* **Exercise requirements**
Exactly the lines from the one with "of the lake" to the end of the data below should be set down, and no others.

#### Exercise material ####

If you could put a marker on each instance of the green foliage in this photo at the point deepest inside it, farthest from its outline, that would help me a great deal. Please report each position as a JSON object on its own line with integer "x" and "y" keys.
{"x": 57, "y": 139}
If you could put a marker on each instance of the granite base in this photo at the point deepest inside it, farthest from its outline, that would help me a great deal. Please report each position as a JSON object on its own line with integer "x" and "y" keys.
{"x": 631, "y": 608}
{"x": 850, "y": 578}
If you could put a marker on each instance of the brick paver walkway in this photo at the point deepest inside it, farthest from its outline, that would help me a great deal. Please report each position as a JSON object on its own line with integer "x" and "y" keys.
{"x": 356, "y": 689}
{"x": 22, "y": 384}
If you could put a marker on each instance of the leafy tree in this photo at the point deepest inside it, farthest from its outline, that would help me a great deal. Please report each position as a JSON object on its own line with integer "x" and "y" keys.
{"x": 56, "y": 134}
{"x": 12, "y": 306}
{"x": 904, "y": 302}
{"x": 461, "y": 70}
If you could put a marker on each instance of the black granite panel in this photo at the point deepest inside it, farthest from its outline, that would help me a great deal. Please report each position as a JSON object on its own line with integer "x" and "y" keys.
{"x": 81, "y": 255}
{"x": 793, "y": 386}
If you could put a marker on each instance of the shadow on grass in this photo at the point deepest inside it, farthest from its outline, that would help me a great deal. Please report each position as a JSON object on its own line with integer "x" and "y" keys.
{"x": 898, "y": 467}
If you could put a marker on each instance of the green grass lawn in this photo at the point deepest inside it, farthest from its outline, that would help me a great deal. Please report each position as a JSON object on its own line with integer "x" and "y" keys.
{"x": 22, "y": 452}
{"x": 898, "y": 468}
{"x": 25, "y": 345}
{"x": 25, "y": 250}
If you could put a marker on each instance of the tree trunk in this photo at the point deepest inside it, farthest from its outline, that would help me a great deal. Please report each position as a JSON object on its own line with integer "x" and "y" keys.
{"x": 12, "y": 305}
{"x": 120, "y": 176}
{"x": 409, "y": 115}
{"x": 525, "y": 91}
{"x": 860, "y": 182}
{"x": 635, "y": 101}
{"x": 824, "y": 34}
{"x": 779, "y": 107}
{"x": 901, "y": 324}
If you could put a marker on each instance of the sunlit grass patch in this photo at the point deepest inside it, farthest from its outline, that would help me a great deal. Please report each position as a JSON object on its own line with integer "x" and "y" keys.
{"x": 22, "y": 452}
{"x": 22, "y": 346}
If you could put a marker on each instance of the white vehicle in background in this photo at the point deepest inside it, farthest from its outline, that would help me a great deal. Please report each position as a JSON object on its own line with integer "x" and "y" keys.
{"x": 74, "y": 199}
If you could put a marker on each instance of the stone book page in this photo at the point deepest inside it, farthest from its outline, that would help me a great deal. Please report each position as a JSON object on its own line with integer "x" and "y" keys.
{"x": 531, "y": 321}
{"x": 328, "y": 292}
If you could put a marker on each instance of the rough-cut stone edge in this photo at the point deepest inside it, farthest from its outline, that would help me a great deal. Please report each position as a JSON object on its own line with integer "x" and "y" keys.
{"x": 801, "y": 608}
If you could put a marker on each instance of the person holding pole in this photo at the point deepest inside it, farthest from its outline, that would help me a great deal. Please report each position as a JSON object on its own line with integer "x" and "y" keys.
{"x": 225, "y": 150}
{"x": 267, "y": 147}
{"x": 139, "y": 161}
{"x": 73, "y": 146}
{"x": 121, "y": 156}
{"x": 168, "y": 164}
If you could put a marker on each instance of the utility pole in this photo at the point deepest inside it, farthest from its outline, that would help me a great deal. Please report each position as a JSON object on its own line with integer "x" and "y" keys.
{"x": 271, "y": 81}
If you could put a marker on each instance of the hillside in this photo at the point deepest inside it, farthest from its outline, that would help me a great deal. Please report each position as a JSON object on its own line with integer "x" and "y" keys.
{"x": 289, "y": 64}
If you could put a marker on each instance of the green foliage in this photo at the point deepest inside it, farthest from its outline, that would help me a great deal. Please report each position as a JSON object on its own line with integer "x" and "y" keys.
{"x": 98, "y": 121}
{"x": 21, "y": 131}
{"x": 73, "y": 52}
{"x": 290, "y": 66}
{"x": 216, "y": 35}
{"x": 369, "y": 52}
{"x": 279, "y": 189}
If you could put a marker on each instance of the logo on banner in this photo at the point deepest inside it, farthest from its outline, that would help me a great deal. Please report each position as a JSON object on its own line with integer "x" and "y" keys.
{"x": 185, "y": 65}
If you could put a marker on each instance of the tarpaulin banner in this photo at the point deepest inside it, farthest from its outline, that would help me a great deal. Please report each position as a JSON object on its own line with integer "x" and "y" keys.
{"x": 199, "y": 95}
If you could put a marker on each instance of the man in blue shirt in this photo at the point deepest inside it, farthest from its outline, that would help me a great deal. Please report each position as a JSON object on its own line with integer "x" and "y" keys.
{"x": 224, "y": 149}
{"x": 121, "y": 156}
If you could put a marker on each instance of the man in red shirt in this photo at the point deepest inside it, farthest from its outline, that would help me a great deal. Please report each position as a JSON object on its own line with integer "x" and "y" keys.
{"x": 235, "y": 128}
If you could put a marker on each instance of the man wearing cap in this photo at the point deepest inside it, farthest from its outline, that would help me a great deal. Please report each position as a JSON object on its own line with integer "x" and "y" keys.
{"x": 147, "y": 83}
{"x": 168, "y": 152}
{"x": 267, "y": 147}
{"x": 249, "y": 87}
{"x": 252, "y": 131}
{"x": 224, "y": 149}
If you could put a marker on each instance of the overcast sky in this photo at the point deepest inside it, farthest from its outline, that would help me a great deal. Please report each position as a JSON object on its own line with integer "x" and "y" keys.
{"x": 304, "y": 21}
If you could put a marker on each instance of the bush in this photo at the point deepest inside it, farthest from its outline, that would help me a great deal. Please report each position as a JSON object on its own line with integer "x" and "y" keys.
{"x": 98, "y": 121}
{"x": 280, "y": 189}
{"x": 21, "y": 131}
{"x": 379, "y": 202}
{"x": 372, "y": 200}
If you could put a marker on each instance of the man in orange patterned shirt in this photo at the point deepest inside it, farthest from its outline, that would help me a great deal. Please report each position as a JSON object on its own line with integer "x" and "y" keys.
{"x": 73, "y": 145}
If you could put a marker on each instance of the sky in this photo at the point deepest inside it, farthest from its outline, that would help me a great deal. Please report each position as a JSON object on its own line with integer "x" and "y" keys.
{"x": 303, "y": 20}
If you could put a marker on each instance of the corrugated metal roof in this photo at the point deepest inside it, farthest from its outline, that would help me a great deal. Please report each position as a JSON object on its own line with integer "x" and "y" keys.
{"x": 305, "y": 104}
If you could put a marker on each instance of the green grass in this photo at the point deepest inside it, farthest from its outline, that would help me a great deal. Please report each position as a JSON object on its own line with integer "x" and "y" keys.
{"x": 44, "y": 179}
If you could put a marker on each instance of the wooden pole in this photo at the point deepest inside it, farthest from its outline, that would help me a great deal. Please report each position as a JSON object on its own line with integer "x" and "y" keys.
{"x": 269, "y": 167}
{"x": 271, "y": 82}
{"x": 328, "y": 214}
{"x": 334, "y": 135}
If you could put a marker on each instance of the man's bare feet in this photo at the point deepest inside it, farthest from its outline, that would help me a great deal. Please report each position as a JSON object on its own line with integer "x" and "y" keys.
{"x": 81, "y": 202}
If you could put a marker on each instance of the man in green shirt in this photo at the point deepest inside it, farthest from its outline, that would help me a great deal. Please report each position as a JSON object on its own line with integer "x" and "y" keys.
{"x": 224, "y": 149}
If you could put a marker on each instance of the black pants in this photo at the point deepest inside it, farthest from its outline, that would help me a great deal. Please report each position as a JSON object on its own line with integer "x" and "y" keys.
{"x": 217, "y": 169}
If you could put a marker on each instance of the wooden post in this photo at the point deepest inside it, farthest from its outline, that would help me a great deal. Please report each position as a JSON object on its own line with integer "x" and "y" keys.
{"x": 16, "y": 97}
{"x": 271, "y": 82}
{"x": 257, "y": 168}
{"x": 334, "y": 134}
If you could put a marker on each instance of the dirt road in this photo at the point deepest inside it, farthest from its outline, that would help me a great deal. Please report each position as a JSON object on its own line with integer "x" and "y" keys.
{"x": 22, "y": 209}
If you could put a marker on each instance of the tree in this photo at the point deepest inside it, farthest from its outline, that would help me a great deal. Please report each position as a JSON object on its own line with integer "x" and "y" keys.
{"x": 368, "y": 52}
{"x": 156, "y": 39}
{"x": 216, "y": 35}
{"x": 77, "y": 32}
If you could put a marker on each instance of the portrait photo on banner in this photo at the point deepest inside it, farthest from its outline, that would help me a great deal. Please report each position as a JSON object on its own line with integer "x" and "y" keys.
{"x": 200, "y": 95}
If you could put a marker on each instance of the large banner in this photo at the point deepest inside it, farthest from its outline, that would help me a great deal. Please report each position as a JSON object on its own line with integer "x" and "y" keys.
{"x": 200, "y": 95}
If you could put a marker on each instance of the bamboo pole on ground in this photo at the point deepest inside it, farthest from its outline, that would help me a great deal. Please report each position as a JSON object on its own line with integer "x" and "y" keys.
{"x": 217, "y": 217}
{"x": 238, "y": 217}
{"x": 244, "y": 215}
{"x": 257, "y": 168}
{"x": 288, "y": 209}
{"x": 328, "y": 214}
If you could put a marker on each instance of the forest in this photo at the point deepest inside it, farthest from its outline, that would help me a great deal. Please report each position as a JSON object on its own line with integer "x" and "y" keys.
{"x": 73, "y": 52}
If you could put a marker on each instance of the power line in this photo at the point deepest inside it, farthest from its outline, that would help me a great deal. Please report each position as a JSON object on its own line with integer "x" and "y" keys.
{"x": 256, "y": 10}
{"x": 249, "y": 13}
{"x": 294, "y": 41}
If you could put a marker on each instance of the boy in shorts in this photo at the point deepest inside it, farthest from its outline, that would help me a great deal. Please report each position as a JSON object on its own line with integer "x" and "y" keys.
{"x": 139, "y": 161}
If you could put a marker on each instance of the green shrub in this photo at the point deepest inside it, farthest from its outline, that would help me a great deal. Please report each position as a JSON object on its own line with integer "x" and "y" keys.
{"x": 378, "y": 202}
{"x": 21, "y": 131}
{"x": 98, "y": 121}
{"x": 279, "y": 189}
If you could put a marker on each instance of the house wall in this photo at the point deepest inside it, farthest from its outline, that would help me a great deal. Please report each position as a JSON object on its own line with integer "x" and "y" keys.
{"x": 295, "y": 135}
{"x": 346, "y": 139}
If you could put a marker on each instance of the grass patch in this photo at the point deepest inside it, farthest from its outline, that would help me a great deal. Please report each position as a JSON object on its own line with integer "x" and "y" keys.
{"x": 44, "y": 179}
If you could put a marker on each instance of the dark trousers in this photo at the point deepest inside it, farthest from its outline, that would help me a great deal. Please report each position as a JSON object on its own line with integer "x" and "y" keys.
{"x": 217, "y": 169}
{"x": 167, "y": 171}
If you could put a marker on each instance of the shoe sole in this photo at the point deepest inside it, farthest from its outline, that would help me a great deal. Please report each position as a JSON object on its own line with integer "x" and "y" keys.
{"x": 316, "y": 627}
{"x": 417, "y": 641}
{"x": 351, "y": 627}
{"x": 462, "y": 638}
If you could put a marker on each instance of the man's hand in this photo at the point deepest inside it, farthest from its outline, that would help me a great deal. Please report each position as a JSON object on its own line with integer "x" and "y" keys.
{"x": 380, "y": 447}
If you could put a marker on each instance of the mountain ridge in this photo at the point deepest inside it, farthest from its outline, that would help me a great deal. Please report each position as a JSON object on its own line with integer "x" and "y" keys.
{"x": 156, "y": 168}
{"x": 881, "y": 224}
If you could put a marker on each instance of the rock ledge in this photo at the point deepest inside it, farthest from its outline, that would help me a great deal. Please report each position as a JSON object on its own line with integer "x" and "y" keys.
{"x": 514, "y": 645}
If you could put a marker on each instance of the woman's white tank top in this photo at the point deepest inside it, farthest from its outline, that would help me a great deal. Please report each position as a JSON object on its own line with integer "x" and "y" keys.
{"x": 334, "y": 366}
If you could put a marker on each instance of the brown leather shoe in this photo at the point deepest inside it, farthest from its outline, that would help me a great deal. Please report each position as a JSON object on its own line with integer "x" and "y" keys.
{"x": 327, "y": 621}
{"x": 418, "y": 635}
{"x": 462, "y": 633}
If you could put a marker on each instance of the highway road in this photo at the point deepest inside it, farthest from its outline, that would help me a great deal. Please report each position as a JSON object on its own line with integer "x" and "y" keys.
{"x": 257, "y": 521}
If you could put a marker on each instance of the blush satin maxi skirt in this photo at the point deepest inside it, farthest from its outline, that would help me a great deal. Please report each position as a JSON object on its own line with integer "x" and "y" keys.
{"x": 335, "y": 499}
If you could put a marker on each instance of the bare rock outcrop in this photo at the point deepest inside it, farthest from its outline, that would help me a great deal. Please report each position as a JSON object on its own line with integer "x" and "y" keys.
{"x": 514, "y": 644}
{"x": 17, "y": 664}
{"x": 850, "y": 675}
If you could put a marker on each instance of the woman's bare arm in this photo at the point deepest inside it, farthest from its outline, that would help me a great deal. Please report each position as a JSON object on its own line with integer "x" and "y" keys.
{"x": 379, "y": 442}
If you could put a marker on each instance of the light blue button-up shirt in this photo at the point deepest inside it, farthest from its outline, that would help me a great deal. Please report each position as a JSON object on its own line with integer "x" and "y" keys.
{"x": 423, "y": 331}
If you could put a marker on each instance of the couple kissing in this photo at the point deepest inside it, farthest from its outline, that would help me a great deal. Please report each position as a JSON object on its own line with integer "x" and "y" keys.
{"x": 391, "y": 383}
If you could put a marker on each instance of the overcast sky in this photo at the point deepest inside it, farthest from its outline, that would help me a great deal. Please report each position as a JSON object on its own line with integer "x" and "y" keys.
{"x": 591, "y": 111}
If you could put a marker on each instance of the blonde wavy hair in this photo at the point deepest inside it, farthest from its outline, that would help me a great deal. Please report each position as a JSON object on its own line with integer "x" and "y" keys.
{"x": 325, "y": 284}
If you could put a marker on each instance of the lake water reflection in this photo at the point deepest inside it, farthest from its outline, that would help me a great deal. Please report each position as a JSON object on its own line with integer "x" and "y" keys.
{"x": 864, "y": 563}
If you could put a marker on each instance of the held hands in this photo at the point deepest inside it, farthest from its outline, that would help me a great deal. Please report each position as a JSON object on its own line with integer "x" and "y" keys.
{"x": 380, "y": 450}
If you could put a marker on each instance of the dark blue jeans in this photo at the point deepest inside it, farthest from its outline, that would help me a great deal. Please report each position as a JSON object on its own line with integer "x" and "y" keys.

####

* **Output for this task**
If you could put a marker on each instance of the lake water reflection in this photo at the point deepest inside it, farthest from its outline, that would help me a great deal. Please report each position as a JSON object on its own line with integer "x" and "y" keys.
{"x": 864, "y": 563}
If you could put a marker on each instance of the held hands in this photo at the point deepest inside it, farthest from its outline, that would help me a great deal. Please report each position as a JSON object on its own line with integer "x" and "y" keys.
{"x": 380, "y": 450}
If you could put a marker on each instance of the dark blue jeans in this photo at the point deepest inside it, farthest from its outline, that would help me a great deal. Please report each position as a JSON object on its own line with integer "x" and "y" keys.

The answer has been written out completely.